[Referring expression data]
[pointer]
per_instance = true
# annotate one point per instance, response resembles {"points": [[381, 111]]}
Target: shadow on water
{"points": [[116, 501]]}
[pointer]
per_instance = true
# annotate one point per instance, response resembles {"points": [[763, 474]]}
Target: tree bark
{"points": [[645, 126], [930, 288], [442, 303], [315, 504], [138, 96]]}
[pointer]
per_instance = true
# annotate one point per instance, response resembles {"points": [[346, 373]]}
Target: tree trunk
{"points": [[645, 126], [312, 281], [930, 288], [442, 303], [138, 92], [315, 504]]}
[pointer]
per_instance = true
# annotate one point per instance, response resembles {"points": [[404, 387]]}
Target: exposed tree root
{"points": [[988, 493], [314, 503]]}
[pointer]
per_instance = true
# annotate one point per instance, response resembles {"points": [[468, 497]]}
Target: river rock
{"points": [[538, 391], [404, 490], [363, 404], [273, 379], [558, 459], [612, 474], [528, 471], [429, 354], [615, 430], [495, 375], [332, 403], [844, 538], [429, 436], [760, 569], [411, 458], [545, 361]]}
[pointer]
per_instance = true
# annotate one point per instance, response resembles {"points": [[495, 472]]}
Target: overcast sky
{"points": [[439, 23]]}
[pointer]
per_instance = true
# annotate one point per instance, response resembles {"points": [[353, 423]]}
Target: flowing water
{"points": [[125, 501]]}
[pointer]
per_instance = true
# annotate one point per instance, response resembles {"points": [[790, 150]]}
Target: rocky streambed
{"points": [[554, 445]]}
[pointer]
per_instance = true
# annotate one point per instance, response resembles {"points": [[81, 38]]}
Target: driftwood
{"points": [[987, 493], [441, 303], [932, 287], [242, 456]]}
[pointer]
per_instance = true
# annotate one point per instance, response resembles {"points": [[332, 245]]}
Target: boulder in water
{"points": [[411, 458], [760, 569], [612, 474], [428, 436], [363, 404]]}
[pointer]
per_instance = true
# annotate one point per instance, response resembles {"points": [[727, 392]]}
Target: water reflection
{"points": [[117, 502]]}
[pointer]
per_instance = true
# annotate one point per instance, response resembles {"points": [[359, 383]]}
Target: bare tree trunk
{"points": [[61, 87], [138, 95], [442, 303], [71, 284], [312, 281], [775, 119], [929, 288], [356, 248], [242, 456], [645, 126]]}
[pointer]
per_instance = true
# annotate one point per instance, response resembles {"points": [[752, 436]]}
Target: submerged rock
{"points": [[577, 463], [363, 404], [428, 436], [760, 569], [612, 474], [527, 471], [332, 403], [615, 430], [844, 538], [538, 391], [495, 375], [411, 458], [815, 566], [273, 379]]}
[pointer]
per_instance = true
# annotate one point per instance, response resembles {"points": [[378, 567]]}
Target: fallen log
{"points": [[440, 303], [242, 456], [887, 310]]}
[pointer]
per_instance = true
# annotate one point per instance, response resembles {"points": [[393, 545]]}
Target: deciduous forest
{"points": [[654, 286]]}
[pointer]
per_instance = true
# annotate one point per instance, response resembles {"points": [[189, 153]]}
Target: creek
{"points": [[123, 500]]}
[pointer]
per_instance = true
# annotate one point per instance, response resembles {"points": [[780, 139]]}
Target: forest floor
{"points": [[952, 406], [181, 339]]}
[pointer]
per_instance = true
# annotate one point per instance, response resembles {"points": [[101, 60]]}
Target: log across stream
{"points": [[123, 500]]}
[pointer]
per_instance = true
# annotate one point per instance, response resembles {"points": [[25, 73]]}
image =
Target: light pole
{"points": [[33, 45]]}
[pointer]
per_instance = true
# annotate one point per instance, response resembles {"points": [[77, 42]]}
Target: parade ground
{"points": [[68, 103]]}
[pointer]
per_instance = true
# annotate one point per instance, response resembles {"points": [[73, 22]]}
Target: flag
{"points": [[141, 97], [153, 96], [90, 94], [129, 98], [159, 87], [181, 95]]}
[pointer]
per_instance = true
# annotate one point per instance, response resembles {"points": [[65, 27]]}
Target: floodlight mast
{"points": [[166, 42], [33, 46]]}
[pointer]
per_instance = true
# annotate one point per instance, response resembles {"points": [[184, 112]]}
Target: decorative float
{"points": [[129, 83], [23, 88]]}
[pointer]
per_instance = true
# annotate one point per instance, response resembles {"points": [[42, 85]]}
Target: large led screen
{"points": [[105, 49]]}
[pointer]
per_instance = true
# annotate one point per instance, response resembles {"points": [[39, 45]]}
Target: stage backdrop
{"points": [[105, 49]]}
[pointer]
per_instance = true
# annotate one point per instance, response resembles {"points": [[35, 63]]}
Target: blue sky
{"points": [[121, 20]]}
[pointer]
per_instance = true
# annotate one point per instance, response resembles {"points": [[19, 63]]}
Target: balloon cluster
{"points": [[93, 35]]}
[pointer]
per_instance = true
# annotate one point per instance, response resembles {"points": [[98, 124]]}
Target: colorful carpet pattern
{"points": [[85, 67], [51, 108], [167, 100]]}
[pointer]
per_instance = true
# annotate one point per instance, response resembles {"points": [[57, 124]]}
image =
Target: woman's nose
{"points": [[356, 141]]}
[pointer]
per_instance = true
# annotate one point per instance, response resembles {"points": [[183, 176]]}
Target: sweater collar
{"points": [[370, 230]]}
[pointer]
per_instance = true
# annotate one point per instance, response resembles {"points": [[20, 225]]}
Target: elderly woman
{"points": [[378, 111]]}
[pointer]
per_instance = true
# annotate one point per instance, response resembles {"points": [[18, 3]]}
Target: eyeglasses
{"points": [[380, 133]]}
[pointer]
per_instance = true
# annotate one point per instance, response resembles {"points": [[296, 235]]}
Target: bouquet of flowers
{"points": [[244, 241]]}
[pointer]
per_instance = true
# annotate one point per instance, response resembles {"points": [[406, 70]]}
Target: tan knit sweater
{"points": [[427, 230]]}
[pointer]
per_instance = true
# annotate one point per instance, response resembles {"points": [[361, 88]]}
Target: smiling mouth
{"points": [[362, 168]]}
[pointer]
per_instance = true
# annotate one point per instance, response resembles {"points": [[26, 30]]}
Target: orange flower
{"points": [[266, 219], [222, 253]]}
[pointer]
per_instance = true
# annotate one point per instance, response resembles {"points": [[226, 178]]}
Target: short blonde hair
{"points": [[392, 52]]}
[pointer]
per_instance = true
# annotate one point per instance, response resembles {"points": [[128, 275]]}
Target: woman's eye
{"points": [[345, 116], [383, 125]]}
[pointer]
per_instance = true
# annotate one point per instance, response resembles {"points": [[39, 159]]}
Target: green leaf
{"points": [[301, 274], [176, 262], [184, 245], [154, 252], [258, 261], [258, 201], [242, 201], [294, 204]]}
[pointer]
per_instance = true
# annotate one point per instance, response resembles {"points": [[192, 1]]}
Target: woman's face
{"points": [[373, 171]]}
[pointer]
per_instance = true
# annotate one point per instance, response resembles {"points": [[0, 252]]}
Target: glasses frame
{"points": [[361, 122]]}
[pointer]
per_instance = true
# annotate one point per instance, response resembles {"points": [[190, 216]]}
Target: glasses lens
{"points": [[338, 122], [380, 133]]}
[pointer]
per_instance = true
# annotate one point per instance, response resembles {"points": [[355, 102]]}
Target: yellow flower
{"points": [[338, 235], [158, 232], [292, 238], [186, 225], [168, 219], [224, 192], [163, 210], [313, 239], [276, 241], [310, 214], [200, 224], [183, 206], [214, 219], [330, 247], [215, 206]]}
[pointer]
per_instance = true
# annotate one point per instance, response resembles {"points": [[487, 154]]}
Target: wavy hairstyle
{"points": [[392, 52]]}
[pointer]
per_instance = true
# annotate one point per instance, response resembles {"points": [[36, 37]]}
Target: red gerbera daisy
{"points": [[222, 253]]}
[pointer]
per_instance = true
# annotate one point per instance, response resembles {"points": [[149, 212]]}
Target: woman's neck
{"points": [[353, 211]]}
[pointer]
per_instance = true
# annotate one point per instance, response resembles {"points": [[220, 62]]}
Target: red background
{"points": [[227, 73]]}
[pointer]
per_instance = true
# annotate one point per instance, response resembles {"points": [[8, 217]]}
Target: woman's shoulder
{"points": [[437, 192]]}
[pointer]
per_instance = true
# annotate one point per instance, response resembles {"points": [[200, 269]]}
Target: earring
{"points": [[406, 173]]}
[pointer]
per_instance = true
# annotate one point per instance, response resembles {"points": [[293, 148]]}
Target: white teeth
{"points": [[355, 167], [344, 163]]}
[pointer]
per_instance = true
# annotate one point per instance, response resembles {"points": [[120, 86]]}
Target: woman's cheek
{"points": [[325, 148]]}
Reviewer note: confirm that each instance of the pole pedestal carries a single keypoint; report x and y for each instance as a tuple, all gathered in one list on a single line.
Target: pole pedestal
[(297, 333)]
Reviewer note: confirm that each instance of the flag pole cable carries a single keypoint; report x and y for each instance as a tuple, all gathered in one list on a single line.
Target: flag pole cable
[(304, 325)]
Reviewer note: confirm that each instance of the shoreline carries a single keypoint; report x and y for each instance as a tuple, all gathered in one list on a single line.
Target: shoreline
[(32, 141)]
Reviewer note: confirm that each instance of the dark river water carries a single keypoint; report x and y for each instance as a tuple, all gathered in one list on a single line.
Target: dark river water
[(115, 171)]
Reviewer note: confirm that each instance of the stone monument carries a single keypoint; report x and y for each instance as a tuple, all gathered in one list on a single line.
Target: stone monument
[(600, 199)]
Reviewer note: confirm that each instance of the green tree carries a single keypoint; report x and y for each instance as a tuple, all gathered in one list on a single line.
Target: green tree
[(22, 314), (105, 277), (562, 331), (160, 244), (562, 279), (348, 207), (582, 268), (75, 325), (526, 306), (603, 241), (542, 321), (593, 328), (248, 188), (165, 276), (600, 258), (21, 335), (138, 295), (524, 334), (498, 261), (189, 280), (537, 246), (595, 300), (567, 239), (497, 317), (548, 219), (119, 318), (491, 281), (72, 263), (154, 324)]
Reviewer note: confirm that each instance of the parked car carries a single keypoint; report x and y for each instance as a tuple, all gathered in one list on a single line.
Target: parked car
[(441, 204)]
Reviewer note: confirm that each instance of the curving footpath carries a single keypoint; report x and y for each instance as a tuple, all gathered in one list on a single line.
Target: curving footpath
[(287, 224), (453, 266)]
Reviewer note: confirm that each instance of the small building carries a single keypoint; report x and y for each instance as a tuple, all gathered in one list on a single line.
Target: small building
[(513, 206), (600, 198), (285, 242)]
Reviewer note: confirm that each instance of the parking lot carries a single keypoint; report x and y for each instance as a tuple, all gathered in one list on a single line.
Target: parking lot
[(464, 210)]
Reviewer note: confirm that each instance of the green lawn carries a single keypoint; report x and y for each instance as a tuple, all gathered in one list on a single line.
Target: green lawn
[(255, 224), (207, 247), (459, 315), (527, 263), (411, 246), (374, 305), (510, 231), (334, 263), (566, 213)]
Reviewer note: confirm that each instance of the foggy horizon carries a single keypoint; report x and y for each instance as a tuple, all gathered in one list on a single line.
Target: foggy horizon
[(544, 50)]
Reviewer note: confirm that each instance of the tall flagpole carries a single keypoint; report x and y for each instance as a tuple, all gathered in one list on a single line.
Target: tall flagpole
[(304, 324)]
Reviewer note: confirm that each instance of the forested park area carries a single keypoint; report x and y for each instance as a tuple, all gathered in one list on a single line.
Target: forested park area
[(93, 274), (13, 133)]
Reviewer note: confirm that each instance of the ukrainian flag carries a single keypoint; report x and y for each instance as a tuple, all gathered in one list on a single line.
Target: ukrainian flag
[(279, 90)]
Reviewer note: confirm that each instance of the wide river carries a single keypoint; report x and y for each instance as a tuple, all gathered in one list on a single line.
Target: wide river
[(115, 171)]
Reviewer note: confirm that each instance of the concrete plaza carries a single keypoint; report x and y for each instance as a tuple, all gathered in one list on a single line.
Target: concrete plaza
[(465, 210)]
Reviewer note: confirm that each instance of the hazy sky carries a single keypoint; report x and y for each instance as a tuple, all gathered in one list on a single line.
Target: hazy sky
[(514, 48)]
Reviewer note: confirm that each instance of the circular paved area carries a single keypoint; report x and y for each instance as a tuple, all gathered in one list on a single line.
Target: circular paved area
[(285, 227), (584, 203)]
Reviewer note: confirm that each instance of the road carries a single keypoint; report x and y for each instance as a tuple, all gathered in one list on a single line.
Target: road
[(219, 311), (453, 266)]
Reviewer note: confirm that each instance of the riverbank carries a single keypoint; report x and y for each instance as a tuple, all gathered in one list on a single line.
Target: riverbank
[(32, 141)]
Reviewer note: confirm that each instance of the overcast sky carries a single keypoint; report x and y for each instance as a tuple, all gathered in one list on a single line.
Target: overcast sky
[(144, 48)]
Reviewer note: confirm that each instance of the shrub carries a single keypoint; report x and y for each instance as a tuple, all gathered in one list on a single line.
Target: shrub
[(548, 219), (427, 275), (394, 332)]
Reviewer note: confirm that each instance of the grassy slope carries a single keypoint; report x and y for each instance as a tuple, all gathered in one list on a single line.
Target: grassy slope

■ **Task prompt**
The lines holding the word "grassy" are the answer. Find them in the entries and copy them.

■ **Finished task**
Reviewer note: confirm that each instance of the grassy slope carries a single keypoint; report x and y for each instance as a tuple, all gathered in one list on a single line.
Target: grassy slope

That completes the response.